» **LIST OF TASKS**:
(a) Answer the following questions from the review of Biutiful.
(i) Which actor plays the film's main character?
(ii) In which Oscar category is the film nominated?
(iii) Who directed the film?
(b) Quote the review of Biutiful between "From Mary Burgan" and "the other nominees.", inclusive.

Biutiful One of the Best Films of the Year

by Borderstan.com February 22, 2011 at 5:45 am 2,223 2 Comments

Mary Burgan Borderstan Movie Fan

Mary Burgan is the Borderstan Movie Fan.

From Mary Burgan

Biutiful is one of the best films I’ve seen all year. Moreover, Javier Bardem as its main character deserves his Oscar nomination, and perhaps the statue itself, for his performance. The film is nominated for best foreign language film, and I would vote for it in that category, even though I’ve not had the chance to review the other nominees.

Alejandro González Iñárritu, its director, has created a mysterious and compelling world in Biutiful, one that bears comparison to the imagined worlds created by the three other master international filmmakers in my personal pantheon — Ingmar Bergman, Federico Fellini and Akira Kurosawa.

» **RECORD EXTRACTS**:
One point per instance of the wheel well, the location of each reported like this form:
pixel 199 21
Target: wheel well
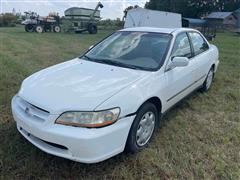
pixel 156 101
pixel 213 66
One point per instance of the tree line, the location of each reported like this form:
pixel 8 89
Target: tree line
pixel 193 8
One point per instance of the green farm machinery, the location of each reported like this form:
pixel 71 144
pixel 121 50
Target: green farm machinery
pixel 81 19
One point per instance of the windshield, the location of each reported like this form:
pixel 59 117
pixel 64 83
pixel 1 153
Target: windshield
pixel 137 50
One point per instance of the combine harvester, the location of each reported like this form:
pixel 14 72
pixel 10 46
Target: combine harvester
pixel 34 22
pixel 81 19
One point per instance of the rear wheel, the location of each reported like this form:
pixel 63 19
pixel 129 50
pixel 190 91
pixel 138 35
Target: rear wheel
pixel 208 81
pixel 29 28
pixel 39 29
pixel 92 29
pixel 57 29
pixel 143 128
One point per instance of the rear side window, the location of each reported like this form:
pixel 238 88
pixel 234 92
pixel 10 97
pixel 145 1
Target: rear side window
pixel 199 44
pixel 181 46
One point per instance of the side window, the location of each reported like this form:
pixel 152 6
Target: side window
pixel 181 46
pixel 199 44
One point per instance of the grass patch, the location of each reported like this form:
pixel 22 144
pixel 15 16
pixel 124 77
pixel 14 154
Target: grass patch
pixel 200 138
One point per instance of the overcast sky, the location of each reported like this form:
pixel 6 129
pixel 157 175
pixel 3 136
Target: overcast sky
pixel 112 8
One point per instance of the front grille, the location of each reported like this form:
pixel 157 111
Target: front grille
pixel 32 111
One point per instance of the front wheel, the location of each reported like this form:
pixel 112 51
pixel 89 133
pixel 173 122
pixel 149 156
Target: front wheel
pixel 143 128
pixel 29 28
pixel 208 81
pixel 39 29
pixel 57 29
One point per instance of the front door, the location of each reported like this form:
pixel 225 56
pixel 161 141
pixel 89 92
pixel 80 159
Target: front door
pixel 179 80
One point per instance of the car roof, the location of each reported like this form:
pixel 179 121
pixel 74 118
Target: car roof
pixel 158 30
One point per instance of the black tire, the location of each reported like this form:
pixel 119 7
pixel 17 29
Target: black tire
pixel 132 145
pixel 206 86
pixel 92 29
pixel 47 28
pixel 29 28
pixel 57 29
pixel 39 29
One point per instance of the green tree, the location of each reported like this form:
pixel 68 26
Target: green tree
pixel 193 8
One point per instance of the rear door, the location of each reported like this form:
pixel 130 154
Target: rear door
pixel 201 56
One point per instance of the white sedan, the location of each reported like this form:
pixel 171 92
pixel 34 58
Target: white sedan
pixel 112 98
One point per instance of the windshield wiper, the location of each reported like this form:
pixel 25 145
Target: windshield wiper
pixel 116 63
pixel 88 58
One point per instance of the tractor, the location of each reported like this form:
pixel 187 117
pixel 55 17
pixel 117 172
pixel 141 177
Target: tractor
pixel 34 22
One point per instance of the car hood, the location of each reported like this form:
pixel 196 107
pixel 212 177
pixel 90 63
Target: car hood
pixel 76 85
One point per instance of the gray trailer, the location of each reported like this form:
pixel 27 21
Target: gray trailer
pixel 81 19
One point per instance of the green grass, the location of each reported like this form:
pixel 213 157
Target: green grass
pixel 200 138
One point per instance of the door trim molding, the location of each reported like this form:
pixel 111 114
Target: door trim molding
pixel 186 88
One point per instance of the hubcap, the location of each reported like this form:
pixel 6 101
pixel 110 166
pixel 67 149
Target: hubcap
pixel 57 29
pixel 145 128
pixel 39 29
pixel 209 79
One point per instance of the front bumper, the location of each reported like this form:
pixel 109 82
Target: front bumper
pixel 74 143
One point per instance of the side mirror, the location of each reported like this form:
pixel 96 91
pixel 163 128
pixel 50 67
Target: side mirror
pixel 90 47
pixel 178 62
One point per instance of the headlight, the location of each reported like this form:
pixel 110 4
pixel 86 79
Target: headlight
pixel 89 119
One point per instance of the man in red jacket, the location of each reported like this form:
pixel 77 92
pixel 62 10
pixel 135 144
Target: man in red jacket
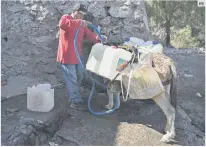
pixel 72 70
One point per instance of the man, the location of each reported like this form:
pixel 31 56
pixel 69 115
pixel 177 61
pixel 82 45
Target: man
pixel 72 70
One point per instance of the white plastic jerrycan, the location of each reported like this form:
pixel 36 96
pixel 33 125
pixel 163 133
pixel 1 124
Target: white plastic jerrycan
pixel 107 61
pixel 40 98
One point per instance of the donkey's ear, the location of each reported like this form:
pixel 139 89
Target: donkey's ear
pixel 146 59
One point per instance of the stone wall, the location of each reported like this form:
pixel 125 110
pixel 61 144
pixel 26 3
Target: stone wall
pixel 30 33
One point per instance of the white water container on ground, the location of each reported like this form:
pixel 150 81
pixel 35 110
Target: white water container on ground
pixel 106 61
pixel 40 98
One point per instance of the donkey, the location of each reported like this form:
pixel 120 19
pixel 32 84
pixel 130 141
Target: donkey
pixel 166 100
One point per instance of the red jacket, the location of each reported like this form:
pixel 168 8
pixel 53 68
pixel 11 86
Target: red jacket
pixel 68 26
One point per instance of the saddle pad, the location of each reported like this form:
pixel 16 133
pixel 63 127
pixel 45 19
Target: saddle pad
pixel 161 64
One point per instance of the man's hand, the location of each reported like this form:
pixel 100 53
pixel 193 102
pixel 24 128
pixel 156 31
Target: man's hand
pixel 85 23
pixel 104 39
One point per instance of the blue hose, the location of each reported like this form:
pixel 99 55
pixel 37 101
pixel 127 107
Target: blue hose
pixel 94 80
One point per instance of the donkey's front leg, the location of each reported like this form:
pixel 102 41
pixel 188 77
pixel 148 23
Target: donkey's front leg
pixel 110 105
pixel 117 100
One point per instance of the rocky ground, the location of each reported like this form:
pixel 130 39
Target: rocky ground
pixel 135 123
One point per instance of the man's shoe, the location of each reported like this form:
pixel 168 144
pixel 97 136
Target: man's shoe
pixel 78 106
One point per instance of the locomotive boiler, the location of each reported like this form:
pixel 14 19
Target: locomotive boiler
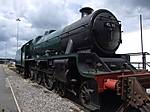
pixel 80 59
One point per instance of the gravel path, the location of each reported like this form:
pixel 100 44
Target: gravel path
pixel 35 98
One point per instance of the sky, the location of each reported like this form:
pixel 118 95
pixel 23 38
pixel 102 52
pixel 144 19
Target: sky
pixel 37 16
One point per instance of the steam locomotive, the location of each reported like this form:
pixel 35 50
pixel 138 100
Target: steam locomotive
pixel 81 59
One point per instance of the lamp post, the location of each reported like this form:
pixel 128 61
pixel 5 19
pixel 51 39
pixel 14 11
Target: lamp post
pixel 143 53
pixel 17 30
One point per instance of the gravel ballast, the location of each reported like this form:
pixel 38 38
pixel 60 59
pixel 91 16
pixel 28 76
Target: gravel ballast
pixel 32 97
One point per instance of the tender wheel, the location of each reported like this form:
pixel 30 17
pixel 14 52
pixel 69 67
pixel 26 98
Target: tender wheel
pixel 39 77
pixel 49 82
pixel 85 95
pixel 60 88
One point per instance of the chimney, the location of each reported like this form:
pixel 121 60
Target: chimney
pixel 85 11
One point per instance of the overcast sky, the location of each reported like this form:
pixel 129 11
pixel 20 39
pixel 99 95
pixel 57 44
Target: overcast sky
pixel 39 15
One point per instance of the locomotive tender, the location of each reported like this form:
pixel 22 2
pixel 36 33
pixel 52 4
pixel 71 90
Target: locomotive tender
pixel 81 59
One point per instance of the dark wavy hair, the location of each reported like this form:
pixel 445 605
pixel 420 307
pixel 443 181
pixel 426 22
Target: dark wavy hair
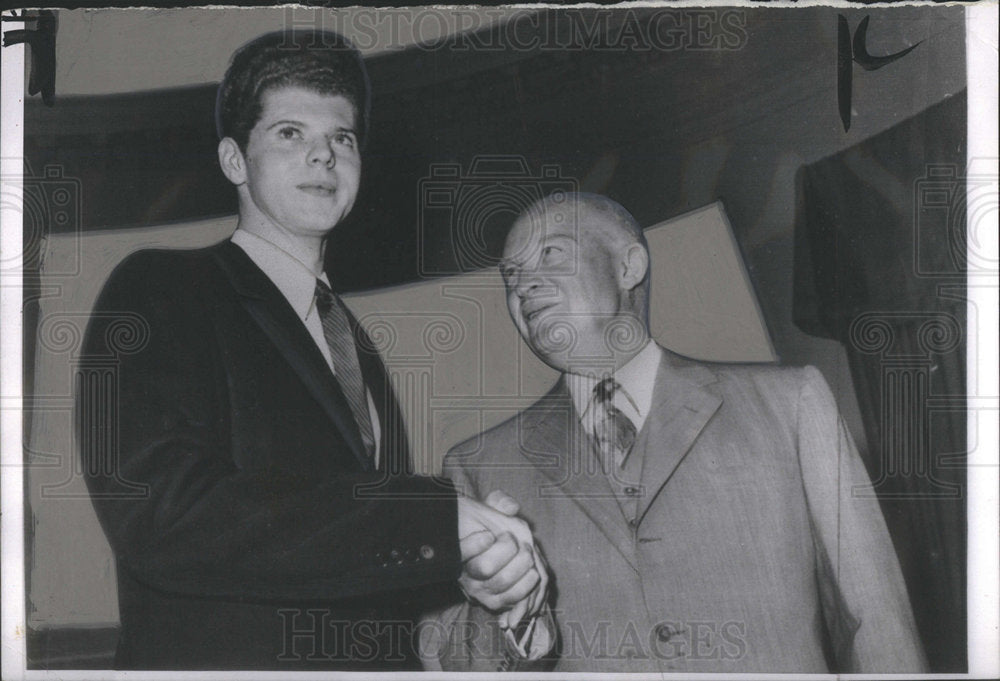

» **TASK-BY-TASK ANSWERS**:
(a)
(i) Javier Bardem
(ii) Best foreign language film
(iii) Alejandro González Iñárritu

(b)
From Mary Burgan

Biutiful is one of the best films I’ve seen all year. Moreover, Javier Bardem as its main character deserves his Oscar nomination, and perhaps the statue itself, for his performance. The film is nominated for best foreign language film, and I would vote for it in that category, even though I’ve not had the chance to review the other nominees.